◆ GIVEN REQUEST A
Revise the stretch of the responsiveness article from "In my previous" through "df= import(url)", substituting "R libraries" for "R packages".
◆ GIVEN REQUEST B
Write what follows the final line of the article on visualizing responsiveness.

◆ PROVIDED PASSAGE
[Data article] Visualizing Responsiveness: Integrating Raw Data for a Holistic Dataset View

■ [R package] Embedding Key Descriptive Statistics within Original Data (Feat. descriptivestat)
■ [R package] Calculate the responsiveness of each treatment relative to a control (Feat. deltactrl)
In my previous posts, I introduced two R packages. The first package, descriptivestat()
, displays raw data along with mean values and additional descriptive statistics. The second package, deltactrl()
, calculates the responsiveness of dependent variables in response to the control. Today, in this article, I will demonstrate how combining these two R packages allows us to easily create different types of figures to better understand the dataset.
First, I will upload a dataset.”
if (!require("rio")) install.packages("rio")
library(rio)
url= "https://github.com/agronomy4future/raw_data_practice/raw/main/wheat_grain_size_big_data.RData"
df= import(url)
df1=subset(df, fungicide!="N/A" & Genotype=="Peele")
df1= subset(df1, select = c(-fertilizer, -Shoot, -Length.mm., -Width.mm.))
print(tail(df1,5))
Field Genotype Block fungicide planting_date Area.mm2.
.
.
.

◆ DATA ENTRIES
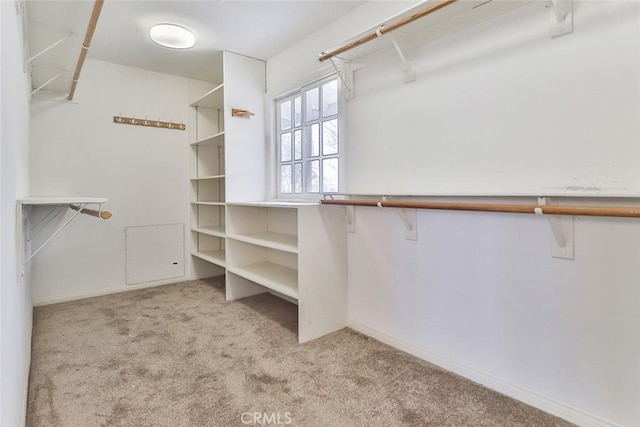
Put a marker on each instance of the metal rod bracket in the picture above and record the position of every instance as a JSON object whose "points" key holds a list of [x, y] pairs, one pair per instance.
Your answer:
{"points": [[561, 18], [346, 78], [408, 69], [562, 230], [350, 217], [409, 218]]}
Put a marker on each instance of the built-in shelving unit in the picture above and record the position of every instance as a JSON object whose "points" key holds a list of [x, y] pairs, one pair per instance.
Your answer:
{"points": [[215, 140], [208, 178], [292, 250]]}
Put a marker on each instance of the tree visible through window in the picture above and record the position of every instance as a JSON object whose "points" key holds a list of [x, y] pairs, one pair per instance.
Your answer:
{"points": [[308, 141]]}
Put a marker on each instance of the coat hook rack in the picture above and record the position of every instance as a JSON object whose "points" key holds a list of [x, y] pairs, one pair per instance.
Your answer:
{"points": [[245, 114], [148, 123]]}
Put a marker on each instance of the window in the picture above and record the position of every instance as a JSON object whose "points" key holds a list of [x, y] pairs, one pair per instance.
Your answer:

◆ WRITTEN REPLY A
In my previous posts, I introduced two R libraries. The first package, descriptivestat()
, displays raw data along with mean values and additional descriptive statistics. The second package, deltactrl()
, calculates the responsiveness of dependent variables in response to the control. Today, in this article, I will demonstrate how combining these two R libraries allows us to easily create different types of figures to better understand the dataset.
First, I will upload a dataset.”
if (!require("rio")) install.packages("rio")
library(rio)
url= "https://github.com/agronomy4future/raw_data_practice/raw/main/wheat_grain_size_big_data.RData"
df= import(url)

◆ WRITTEN REPLY B
96315 South Peele III No early 13.687
96316 South Peele III No early 11.058
96317 South Peele III No early 9.154
96318 South Peele II No late 18.092
96319 South Peele II No late 18.092
This dataset contains 96,319 rows, making it difficult to perform certain calculations in Excel. In this case, R programming is an efficient tool for conducting data analysis. I will create a bar graph based on this dataset to analyze how the grain area differs at different planting dates, depending on whether fungicide is applied.
First, I will rename the variables and reorder them accordingly.
if (!require("dplyr")) install.packages("dplyr")
library(dplyr)
dataA= df1 %>%
mutate (planting_date= case_when(
planting_date== "early" ~ "Early",
planting_date== "normal" ~ "Normal",
planting_date== "late" ~ "Late",
TRUE ~ as.character(planting_date)
))
dataA$planting_date=factor(dataA$planting_date, levels=c("Early","Normal","Late"))
print(head(dataA,5))
Field Genotype Block fungicide planting_date Area.mm2.
.
.
.
96315 South Peele III No Early 13.687
96316 South Peele III No Early 11.058
96317 South Peele III No Early 9.154
96318 South Peele II No Late 18.092
96319 South Peele II No Late 18.092
and I will summarize the dataset to create a bar graph.
if (!require("dplyr")) install.packages("dplyr")
library(dplyr)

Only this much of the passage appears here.